__SHORT PROBLEM__
Put the records below into a Markdown table with the columns Number and Text, giving each nonblank line its own numbered row. Begin at the line that contains "Practice. Indicate each instance of the bare arm" and stop after the line that contains "x=483, y=70".

__DATA IN THIS EXERCISE__
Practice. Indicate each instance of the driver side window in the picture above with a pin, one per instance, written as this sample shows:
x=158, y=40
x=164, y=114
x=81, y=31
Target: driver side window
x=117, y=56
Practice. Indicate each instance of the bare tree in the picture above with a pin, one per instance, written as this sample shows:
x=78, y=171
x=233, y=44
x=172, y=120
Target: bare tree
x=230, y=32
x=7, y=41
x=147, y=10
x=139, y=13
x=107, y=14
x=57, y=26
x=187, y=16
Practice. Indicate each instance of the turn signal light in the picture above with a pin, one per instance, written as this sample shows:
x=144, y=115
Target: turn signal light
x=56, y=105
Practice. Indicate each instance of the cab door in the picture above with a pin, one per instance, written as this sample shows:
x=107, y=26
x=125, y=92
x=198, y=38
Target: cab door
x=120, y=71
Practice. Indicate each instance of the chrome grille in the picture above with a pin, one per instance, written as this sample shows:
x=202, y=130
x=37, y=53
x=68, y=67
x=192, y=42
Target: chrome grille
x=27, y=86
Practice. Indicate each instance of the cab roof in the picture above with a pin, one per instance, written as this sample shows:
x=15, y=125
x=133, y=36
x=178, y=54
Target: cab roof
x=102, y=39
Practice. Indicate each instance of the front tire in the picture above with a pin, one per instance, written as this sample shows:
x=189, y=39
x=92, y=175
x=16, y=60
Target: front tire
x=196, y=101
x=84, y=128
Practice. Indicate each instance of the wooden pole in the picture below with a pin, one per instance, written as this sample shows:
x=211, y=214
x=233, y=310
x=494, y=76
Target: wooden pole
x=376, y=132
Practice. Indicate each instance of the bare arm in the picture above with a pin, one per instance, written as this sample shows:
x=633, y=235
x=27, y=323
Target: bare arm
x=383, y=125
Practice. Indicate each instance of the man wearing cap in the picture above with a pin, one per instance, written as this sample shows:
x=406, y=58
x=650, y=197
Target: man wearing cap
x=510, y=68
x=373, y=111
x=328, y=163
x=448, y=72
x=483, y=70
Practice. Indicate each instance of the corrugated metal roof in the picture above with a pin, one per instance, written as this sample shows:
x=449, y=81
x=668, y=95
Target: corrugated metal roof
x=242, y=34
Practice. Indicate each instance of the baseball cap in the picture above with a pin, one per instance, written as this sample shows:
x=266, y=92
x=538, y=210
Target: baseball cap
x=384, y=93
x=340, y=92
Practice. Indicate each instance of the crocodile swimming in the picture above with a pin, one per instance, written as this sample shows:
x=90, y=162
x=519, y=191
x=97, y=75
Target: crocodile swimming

__FINAL ANSWER__
| Number | Text |
|---|---|
| 1 | Practice. Indicate each instance of the bare arm in the picture above with a pin, one per instance, written as this sample shows: |
| 2 | x=633, y=235 |
| 3 | x=27, y=323 |
| 4 | Target: bare arm |
| 5 | x=383, y=125 |
| 6 | Practice. Indicate each instance of the man wearing cap in the picture above with a pin, one per instance, written as this sample shows: |
| 7 | x=406, y=58 |
| 8 | x=650, y=197 |
| 9 | Target: man wearing cap |
| 10 | x=510, y=68 |
| 11 | x=373, y=111 |
| 12 | x=328, y=163 |
| 13 | x=448, y=72 |
| 14 | x=483, y=70 |